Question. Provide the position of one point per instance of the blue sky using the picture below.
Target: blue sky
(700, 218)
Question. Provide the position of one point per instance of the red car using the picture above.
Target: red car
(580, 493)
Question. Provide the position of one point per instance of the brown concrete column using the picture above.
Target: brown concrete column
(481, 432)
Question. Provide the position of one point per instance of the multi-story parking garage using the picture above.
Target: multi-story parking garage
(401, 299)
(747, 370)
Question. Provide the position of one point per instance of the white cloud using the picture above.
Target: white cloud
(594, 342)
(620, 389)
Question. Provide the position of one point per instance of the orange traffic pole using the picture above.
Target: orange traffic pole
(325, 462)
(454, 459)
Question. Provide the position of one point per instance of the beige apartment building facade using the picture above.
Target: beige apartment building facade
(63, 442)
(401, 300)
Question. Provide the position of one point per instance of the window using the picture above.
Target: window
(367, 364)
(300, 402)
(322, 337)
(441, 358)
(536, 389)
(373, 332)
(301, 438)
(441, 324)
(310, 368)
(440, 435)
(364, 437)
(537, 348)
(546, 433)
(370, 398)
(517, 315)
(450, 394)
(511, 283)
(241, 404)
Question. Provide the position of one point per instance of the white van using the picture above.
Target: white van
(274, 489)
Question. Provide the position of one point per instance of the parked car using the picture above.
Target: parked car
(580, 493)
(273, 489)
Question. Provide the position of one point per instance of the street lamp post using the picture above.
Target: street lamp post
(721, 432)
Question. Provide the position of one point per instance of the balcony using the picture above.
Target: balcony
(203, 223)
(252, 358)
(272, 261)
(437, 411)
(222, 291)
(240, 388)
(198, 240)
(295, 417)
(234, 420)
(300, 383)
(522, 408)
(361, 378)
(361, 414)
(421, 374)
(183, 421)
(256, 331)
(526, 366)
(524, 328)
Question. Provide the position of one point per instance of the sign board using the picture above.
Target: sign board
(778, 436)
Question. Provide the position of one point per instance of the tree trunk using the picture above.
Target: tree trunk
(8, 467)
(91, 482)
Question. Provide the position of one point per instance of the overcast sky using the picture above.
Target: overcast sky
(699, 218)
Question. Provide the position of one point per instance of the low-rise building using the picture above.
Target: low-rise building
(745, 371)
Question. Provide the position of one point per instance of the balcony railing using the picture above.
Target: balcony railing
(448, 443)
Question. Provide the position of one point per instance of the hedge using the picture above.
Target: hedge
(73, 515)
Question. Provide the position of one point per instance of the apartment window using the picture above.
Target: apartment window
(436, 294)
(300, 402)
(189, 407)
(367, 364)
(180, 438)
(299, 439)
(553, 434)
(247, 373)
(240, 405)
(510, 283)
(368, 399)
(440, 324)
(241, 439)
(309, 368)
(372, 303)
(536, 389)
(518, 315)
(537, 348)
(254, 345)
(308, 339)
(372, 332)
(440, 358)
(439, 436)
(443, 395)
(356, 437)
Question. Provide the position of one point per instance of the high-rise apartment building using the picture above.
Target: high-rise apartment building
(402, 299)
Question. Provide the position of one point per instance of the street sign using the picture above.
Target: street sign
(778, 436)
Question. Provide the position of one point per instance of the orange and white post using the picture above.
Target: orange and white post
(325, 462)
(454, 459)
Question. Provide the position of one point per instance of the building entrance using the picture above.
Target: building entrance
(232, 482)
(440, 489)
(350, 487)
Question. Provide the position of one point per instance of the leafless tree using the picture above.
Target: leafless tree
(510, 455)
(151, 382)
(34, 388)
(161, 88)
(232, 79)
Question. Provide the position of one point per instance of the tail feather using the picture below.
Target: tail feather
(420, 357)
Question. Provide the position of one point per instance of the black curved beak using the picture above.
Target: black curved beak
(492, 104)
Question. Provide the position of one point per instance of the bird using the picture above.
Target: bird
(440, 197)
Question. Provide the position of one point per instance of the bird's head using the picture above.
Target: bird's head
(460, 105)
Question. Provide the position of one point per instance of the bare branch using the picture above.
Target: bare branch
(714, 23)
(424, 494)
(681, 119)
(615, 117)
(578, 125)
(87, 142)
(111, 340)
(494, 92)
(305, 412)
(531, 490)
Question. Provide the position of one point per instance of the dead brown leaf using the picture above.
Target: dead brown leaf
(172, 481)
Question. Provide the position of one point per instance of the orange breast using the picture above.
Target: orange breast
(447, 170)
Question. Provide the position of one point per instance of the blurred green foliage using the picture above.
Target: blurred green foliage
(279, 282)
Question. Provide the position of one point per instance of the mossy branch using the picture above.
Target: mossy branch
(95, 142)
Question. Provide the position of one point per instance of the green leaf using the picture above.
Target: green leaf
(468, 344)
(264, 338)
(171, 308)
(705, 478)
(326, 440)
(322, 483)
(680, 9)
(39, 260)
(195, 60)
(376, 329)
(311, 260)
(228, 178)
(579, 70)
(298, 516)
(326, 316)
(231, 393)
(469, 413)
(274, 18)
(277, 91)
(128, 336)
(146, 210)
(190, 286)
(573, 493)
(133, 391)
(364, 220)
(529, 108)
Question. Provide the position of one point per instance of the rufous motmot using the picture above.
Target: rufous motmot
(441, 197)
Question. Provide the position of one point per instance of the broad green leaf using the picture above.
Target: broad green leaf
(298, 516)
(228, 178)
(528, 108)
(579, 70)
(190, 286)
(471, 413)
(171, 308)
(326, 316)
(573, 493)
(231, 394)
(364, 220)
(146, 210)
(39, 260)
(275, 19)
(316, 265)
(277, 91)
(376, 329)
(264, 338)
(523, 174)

:::

_Task details:_ Can you copy all of the lines above verbatim, without changing a single character?

_Task output:_
Question. Provide the position of one point per instance of the blue sky using the picture below.
Target: blue sky
(700, 218)
Question. Provide the position of one point per instance of the red car using the picture above.
Target: red car
(580, 493)
Question. Provide the position of one point per instance of the brown concrete column using the picture above.
Target: brown concrete column
(481, 432)
Question. Provide the position of one point per instance of the multi-story parking garage using the picture above.
Target: multi-story parking garage
(401, 299)
(747, 370)
Question. Provide the position of one point per instance of the white cloud using the picture above.
Target: white cloud
(594, 342)
(620, 389)
Question. Provide the position of one point per instance of the orange traffic pole using the picture above.
Target: orange traffic pole
(325, 462)
(454, 459)
Question. Provide the position of one point per instance of the beige apartment building facade using the picture above.
Target: beige apartment building facade
(63, 442)
(401, 300)
Question. Provide the position of one point per instance of the window using the picture above.
Target: window
(367, 364)
(300, 402)
(322, 337)
(441, 358)
(536, 389)
(373, 332)
(301, 438)
(441, 324)
(310, 368)
(440, 435)
(364, 437)
(537, 348)
(546, 433)
(370, 398)
(517, 315)
(450, 394)
(511, 283)
(241, 404)
Question. Provide the position of one point per instance of the white van using the picture above.
Target: white van
(274, 489)
Question. Provide the position of one point per instance of the parked car using the picture above.
Target: parked car
(580, 493)
(273, 489)
Question. Provide the position of one point per instance of the street lamp post using the picture above.
Target: street lamp post
(721, 432)
Question. Provide the position of one point per instance of the balcony using the picture above.
Target: balcony
(203, 223)
(252, 358)
(272, 261)
(437, 411)
(222, 291)
(240, 388)
(198, 240)
(295, 417)
(234, 420)
(300, 383)
(522, 408)
(361, 378)
(361, 414)
(421, 374)
(183, 421)
(256, 331)
(526, 366)
(524, 328)
Question. Provide the position of one point per instance of the sign board using the picture above.
Target: sign board
(778, 436)
Question. Provide the position of one point per instance of the tree trunk using the picture above.
Target: tree trunk
(8, 467)
(91, 482)
Question. Provide the position of one point per instance of the overcast sky using the picture above.
Target: overcast sky
(699, 218)
Question. Provide the position of one point per instance of the low-rise building using the picture above.
Target: low-rise building
(745, 371)
Question. Provide the position of one point per instance of the balcony railing using the picture above.
Target: balcony railing
(448, 443)
Question. Provide the position of one point per instance of the hedge using the picture above.
Target: hedge
(73, 515)
Question. Provide the position of one point per instance of the apartment window using the picture above.
Target: apartment window
(436, 294)
(300, 402)
(189, 407)
(367, 364)
(180, 438)
(299, 439)
(553, 434)
(247, 373)
(240, 405)
(510, 283)
(368, 399)
(440, 324)
(241, 439)
(309, 368)
(372, 303)
(536, 389)
(518, 315)
(537, 348)
(254, 345)
(308, 339)
(372, 332)
(440, 358)
(439, 436)
(443, 395)
(356, 437)
Question. Provide the position of one point per instance of the high-rise apartment building using the picture above.
Target: high-rise apartment building
(402, 299)
Question. Provide the position of one point per instance of the street sign using the picture above.
Target: street sign
(778, 436)
Question. Provide the position of one point per instance of the orange and white post using the picture above.
Target: orange and white post
(325, 462)
(454, 459)
Question. Provide the position of one point per instance of the building entrance using the picture above.
Target: building entrance
(232, 482)
(440, 489)
(350, 487)
Question. Provide the position of one point per instance of the leafless tree using the picture above.
Target: leafless tree
(510, 455)
(151, 382)
(34, 388)
(161, 88)
(232, 79)
Question. Provide the position of one point per instance of the tail feather using the picture below.
Target: tail feather
(420, 357)
Question. Provide the position of one point per instance of the black curved beak using the picture above.
Target: black curved beak
(492, 104)
Question. Provide the position of one point per instance of the bird using the picture above.
Target: bird
(440, 197)
Question. Provide the position of one point per instance of the bird's head using the picture above.
Target: bird's head
(460, 105)
Question. Provide the position of one point per instance of the bare branch using the picture above.
Target: bare branch
(714, 23)
(424, 494)
(681, 119)
(615, 117)
(578, 125)
(87, 142)
(111, 340)
(494, 92)
(305, 412)
(531, 490)
Question. Provide the position of one point per instance of the dead brown leaf using the picture above.
Target: dead brown leaf
(172, 481)
Question. Provide the position of one point per instance of the orange breast using the picture above.
Target: orange breast
(447, 170)
Question. Provide the position of one point per instance of the blurred green foliage using the picture above.
Target: blurred green foliage
(279, 282)
Question. Provide the position of one point per instance of the mossy branch using the picture above.
Target: mossy branch
(95, 142)
Question. Provide the position of one point per instance of the green leaf using the picture above.
Target: green leaf
(468, 344)
(264, 338)
(171, 308)
(705, 478)
(326, 440)
(322, 483)
(680, 9)
(39, 260)
(195, 60)
(376, 329)
(311, 260)
(228, 178)
(579, 70)
(298, 516)
(326, 316)
(231, 393)
(469, 413)
(274, 18)
(277, 91)
(128, 336)
(146, 210)
(190, 286)
(573, 493)
(133, 391)
(364, 220)
(529, 108)
Question. Provide the position of one point per instance of the rufous motmot using the picture above.
Target: rufous motmot
(441, 197)
Question. Provide the position of one point per instance of the broad green leaf using the picture above.
Target: broad green leaf
(298, 516)
(228, 178)
(528, 108)
(579, 70)
(190, 286)
(471, 413)
(171, 308)
(326, 316)
(573, 493)
(231, 394)
(364, 220)
(146, 210)
(39, 260)
(275, 19)
(316, 265)
(277, 91)
(376, 329)
(264, 338)
(523, 174)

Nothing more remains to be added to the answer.